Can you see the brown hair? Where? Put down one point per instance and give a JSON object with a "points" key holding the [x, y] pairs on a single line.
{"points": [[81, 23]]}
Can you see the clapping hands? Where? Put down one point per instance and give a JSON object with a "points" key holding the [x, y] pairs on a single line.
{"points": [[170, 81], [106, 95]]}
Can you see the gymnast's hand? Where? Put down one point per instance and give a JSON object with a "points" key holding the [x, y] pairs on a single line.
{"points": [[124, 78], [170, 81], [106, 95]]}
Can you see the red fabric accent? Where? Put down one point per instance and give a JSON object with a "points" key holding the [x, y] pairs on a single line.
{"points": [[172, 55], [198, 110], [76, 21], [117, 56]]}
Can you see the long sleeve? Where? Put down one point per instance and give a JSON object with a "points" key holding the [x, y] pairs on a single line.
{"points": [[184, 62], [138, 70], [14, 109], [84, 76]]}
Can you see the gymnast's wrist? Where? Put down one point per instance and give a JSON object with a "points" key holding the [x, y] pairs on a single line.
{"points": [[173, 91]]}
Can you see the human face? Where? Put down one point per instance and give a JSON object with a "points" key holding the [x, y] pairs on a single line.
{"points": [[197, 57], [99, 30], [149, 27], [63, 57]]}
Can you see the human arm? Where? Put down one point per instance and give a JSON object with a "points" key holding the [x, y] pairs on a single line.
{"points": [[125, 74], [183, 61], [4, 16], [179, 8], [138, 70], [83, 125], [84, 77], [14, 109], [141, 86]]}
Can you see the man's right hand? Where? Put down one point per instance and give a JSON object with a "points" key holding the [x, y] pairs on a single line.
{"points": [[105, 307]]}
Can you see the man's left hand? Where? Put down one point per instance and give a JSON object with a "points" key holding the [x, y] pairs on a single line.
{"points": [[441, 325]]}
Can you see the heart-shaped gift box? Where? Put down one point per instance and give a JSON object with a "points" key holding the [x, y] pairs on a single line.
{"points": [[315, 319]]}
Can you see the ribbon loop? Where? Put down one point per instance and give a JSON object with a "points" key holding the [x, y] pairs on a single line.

● WRITTEN REQUEST
Send back every record, precisely as written.

● RESULT
Can you see the brown hair? Where? Put down one point per instance and give a JSON object with a "points" key holding the [x, y] pairs on a single line.
{"points": [[81, 23]]}
Can you see the clapping hands? Where? Put down one point per instance and give a JSON object with a "points" key holding the [x, y] pairs on a single line.
{"points": [[170, 81], [106, 95]]}
Can you see the gymnast's hand? Where? Put down one point per instance and give a JSON object with a "points" key holding the [x, y] pairs on a single line.
{"points": [[124, 78], [170, 81], [106, 95]]}
Can you see the red fabric accent? Where? Put down one point per instance and give a JSON object with a "points" key holding the [x, y] pairs on a single line.
{"points": [[172, 55], [198, 110], [76, 21], [117, 56]]}
Can you see the long sleeve? Where? Put down one point per instance and give a JSON object with a "points" key holding the [x, y] pairs on a single line.
{"points": [[184, 62], [138, 70], [14, 109], [84, 76]]}
Can you see the gymnast's wrist? Where? Put down one point per instance and give a JSON object with a "points" key holding the [x, y] pairs on a single line.
{"points": [[173, 91]]}
Can you see the human face? Where? Put down one point per instance and give a JSON object with a "points" key holding the [x, y] pairs on a single line.
{"points": [[197, 57], [99, 30], [149, 27], [63, 57]]}
Can you see the human arm? Where? Put down one point per instance and give a JSON object with a "points" key holding the [x, y] pairs on a single line.
{"points": [[125, 74], [183, 61], [4, 16], [179, 8], [138, 70], [83, 125], [84, 77], [14, 109], [141, 86]]}
Can you see the man's right hand? Where? Put down one point per instance and give a JSON object with a "points" key holding the [x, y] pairs on a single line.
{"points": [[105, 307]]}
Can you see the man's left hand? Where? Put down one point per instance and give a JSON object with a "points" key holding the [x, y] pairs on a single line.
{"points": [[441, 325]]}
Can you see the heart-shaped gift box? Where? Put down one point per instance and give a JSON object with a "points" key holding the [x, y] pairs on a single line.
{"points": [[315, 319]]}
Can you see the ribbon loop? Where? Put down one point per instance and give a JSON object with a "points" key holding the [x, y] pairs on a single line.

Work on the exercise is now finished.